→ **What is required**: Reproduce everything from the line containing "In this picture, where can the crane" down to the line containing "point(139, 283)", requests included and left unchanged, scaling each point coordinate in the answers by 1.45 and rounding to whole numbers with halves rounded up. Give only those lines of the material.

Excerpts of pointing data:
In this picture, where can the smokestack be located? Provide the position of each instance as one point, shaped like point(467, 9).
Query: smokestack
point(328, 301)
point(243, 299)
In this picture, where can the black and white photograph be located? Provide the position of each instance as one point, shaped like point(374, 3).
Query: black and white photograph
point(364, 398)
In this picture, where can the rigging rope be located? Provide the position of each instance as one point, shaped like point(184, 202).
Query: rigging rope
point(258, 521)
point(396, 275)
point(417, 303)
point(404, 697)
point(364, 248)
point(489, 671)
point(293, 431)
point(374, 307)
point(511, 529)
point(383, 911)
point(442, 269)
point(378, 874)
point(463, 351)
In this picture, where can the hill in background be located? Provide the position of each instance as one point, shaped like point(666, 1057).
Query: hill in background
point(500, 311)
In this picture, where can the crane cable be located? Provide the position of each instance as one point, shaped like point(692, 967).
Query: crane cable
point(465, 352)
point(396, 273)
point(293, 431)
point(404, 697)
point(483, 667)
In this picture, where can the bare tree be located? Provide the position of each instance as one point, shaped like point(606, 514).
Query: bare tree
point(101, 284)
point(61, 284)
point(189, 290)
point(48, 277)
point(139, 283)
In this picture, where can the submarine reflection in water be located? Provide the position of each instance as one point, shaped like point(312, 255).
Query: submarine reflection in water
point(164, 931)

→ **Answer below**:
In this picture, where can the crane cable be located? Provide the position of each instance as one point, shaped like point(692, 967).
Query: crane cable
point(674, 510)
point(574, 396)
point(425, 625)
point(586, 1011)
point(700, 967)
In this picture, where can the bare tree be located? Provide the position of each instance as one point, shaped like point(606, 514).
Query: bare tree
point(146, 412)
point(88, 412)
point(274, 421)
point(70, 402)
point(202, 410)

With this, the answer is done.